**Belge Bölümü**
##########

KAMUSAL SERMAYELİ ŞİRKETLERİN YÖNETİM KURULU ÜYELERİ

KAMUSAL SERMAYELİ ŞİRKETLERİN YÖNETİM KURULU ÜYELERİ

Soner ALTAŞ

Dünya Gazetesi, 21 Aralık 2013

saBilindiği üzere; 28 Mart 2013 tarihli ve 6455 sayılı Gümrük Kanunu İle Bazı Kanun ve Kanun Hükmünde Kararnamelerde Değişiklik Yapılmasına Dair Kanun’un 79. maddesi ile TTK’nın 359. maddesine “Devlet, il özel idaresi, belediye, köy ile diğer kamu tüzel kişilerinin pay sahibi olduğu anonim şirketlerde, sayılan tüzel kişiler veya bunların gerçek kişi temsilcileri yönetim kuruluna seçilebilir. Yönetim kurulu üye sayısı ikiden fazla olan şirketlerde üyelerin tamamının aynı kamu tüzel kişisinin temsilcisi olmaması şartıyla kamu tüzel kişisini temsilen birden fazla gerçek kişi yönetim kuruluna seçilebilir.” şeklindeki beşinci fıkra eklenmiştir. Bu fıkraya göre; Devlet, il özel idaresi, belediye, köy ile diğer kamu tüzel kişilerinin pay sahibi olduğu anonim şirketlerde, bahsigeçen kamu tüzel kişileri bizzat yönetim kurulu üyesi olarak seçilebilecekleri gibi gerçek kişi temsilcilerini de seçtirebilirler. Ancak, anılan fıkra seçilecek kamu tüzel kişi temsilcilerinin sayısı konusunda bir sınırlama getirmektedir. Şöyle ki; eğer kamu tüzel kişisinin pay sahibi olduğu anonim şirketin yönetim kurulu tek üyeli ise, bu tek üyeliğe kamu tüzel kişisinin temsilcisi seçilebilir; yönetim kurulu üye sayısı iki ve üzerinde ise, yönetim kurulu üyelerinin tamamı aynı kamu tüzel kişisinin temsilcisinden oluşamaz. Bu durumda, yönetim kurulu üyelerinden en az birinin kamu tüzel kişi temsilcileri dışından seçilmesi ya da anılan şirkette ortak olan diğer kamu tüzel kişisinin temsilcisi olması gerekir.

##########

**Gösterilen Veriler**
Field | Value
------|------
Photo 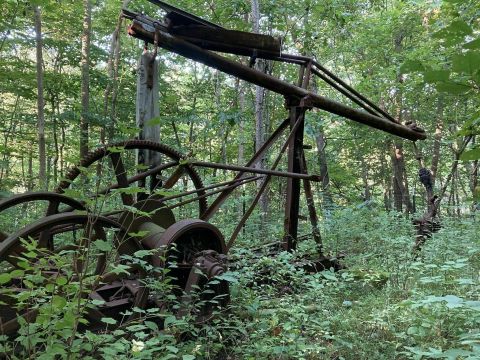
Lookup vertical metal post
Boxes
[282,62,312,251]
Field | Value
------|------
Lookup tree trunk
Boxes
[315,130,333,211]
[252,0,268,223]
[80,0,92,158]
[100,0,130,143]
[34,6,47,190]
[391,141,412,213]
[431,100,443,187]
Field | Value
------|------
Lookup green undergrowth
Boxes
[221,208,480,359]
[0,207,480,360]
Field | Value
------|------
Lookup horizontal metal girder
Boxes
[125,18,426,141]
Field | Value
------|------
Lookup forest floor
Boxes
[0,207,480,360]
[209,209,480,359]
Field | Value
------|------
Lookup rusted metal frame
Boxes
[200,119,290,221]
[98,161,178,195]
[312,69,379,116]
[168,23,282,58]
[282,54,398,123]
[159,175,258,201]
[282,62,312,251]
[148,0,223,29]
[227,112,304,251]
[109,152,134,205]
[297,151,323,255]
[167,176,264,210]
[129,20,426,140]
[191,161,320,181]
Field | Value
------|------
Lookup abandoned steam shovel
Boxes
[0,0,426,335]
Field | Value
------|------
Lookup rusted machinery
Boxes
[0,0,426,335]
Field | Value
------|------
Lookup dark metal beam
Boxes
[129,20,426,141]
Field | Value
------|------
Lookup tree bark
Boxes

##########

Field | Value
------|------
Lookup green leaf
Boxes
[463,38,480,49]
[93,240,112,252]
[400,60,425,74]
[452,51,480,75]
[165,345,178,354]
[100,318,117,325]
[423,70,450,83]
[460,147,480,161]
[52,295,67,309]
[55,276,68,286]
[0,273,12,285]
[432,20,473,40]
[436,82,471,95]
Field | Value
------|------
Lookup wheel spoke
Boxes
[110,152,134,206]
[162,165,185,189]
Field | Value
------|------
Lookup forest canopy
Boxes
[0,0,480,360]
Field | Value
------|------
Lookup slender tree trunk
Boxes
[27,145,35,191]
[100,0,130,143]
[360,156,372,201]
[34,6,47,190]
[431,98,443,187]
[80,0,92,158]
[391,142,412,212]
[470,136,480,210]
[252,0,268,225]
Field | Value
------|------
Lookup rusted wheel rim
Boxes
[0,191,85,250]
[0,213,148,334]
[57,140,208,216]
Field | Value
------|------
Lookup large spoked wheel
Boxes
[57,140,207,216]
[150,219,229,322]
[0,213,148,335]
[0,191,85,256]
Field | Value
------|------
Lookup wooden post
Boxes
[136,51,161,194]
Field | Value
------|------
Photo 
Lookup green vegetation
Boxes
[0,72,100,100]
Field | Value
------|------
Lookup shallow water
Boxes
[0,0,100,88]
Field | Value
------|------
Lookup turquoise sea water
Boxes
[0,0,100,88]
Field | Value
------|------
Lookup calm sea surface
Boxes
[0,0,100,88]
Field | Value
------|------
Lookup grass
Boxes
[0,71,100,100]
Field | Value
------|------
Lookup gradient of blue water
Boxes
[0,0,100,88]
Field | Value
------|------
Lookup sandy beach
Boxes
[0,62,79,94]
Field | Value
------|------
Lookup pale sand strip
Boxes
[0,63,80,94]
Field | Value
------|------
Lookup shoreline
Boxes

##########

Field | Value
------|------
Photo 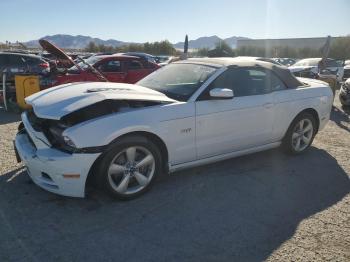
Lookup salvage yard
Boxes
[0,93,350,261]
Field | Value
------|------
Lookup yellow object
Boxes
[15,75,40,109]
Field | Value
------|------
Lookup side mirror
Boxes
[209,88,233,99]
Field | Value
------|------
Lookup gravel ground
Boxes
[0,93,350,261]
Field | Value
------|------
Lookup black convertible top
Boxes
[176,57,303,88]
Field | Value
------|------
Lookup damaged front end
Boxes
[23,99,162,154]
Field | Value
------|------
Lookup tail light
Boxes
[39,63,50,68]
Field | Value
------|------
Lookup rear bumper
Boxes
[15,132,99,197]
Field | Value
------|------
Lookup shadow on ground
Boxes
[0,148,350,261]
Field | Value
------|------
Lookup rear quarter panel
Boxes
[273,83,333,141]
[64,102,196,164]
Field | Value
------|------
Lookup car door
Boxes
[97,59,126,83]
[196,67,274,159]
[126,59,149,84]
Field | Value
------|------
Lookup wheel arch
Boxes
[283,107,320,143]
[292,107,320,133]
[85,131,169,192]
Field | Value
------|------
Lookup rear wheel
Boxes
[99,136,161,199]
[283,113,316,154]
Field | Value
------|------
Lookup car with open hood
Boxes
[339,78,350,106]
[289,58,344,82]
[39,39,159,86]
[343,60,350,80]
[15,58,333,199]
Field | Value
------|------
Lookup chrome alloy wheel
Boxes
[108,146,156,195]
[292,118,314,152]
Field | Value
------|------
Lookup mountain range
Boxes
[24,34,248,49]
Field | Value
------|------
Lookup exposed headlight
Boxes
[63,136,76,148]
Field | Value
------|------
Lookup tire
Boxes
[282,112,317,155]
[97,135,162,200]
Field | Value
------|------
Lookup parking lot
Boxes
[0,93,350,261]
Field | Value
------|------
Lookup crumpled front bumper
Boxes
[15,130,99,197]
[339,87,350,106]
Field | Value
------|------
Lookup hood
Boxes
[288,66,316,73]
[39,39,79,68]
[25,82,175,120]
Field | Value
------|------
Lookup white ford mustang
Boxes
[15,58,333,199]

##########

**Tamamlanacak İşler**
A - Kamusal sermayeli şirketlere ilişkin yazıya göre aşağıdaki soruları yanıtlayınız ve yanıtları da (i), (ii), (iii) olarak işaretleyiniz:
(i) Yazı hangi gazetede ve hangi tarihte yayımlanmıştır?
(ii) Beşinci fıkra TTK'nın hangi maddesine eklenmiştir?
(iii) Yönetim kurulu tek üyeli ise bu üyeliğe kimin temsilcisi seçilebilir?
B - Aşağıdaki ifadelerin kamusal sermayeli şirketlere ilişkin yazıyla uyuşup uyuşmadığını evet veya hayır ile belirtiniz ve her yanıtı yazıdaki belirleyici sözlerle, aynen alıntılayarak destekleyiniz:
(i) 6455 sayılı Kanun 28 Mart 2013 tarihlidir.
(ii) Anılan fıkra, seçilecek kamu tüzel kişi temsilcilerinin sayısına ilişkin herhangi bir sınırlama getirmez.
(iii) Kamu tüzel kişileri bizzat yönetim kurulu üyesi olarak seçilebilir.
C - Kamusal sermayeli şirketlere ilişkin yazıyı, gösterilen son cümleden sonrasıyla sürdürünüz.
Verilerin bu çalışmada hiçbir işlevi bulunmamaktadır.

**Çözümlü Sorular**
A -
(i) Dünya Gazetesi'nde, 21 Aralık 2013 tarihinde.
(ii) 359. maddesine.
(iii) Kamu tüzel kişisinin temsilcisi.

B -
(i) Evet: "28 Mart 2013 tarihli ve 6455 sayılı"
(ii) Hayır: "anılan fıkra seçilecek kamu tüzel kişi temsilcilerinin sayısı konusunda bir sınırlama getirmektedir"
(iii) Evet: "bahsigeçen kamu tüzel kişileri bizzat yönetim kurulu üyesi olarak seçilebilecekleri gibi gerçek kişi temsilcilerini de seçtirebilirler"

C -
 

TTK’nın kamu tüzel kişi temsilcilerine ilişkin bir diğer düzenlemesi ise 334üncü maddede yer almaktadır. TTK’nın 334. maddesi, Devlet, il özel idaresi, belediye, köy ile diğer kamu tüzel kişilerin, esas sözleşmede öngörülecek bir hükümle, pay sahibi olmasalar da, işletme konusu kamu hizmeti olan anonim şirketlerin yönetim kurullarında temsilci bulundurmak hakkı vermektedir. Ancak, 359. maddenin beşinci fıkrası ile 334. madde hükümlerinin bazı noktalarda uygulamacıları tereddüde sevk edebileceğini düşünmekteyiz. Her iki hüküm de kamu tüzel kişilerinin yönetim kurulunda bulunduracakları temsilcileri kapsıyor olmakla birlikte, birbirinden bazı noktalarda ayrılmaktadır. TTK’nın 334. maddesi hükmü ETK’nın 275. maddesinden alınan ve TTK’nın 13 Ocak 2011 tarihinde kabul edilen ilk halinde yer alan bir düzenlemedir ve geçmişte uygulaması bulunmaktadır. TTK’nın 359. maddesinin beşinci fıkrası hükmü ise 28 Mart 2013 tarihli ve 6455 sayılı Kanun ile getirilmiş olan bir düzenlemedir. Bu hükümler arasında tereddüt doğuran husus, TTK’nın 334. maddesi kapsamına giren şirketlerin m.359/f.5’deki temsilci sayısı sınırlamasına dahil olup olmadığı; m.359/f.5 kapsamına giren şirketlerin ise şirket esas sözleşmesine yönetim kurulunda kamu tüzel kişisi temsilcisi bulundurulacağı yönünde hüküm koyup koymayacakları noktasında doğmaktadır. Zira, m.359/f.5’de şirket esas sözleşmesine konulacak bir hükümden bahsedilmemektedir, 334. maddede ise temsilci sayısına dair bir sınırlamaya yer verilmemektedir. Hatta, 6455 sayılı Kanun ile 359. maddeye mezkûr beşinci fıkra eklenmese idi, işletme konusu kamu hizmeti olan şirketlerin yönetim kurulu üyelerinin tamamının kamu tüzel kişi temsilcilerinden oluşmasının önünde herhangi bir engel bulunmadığı görüşünde idik.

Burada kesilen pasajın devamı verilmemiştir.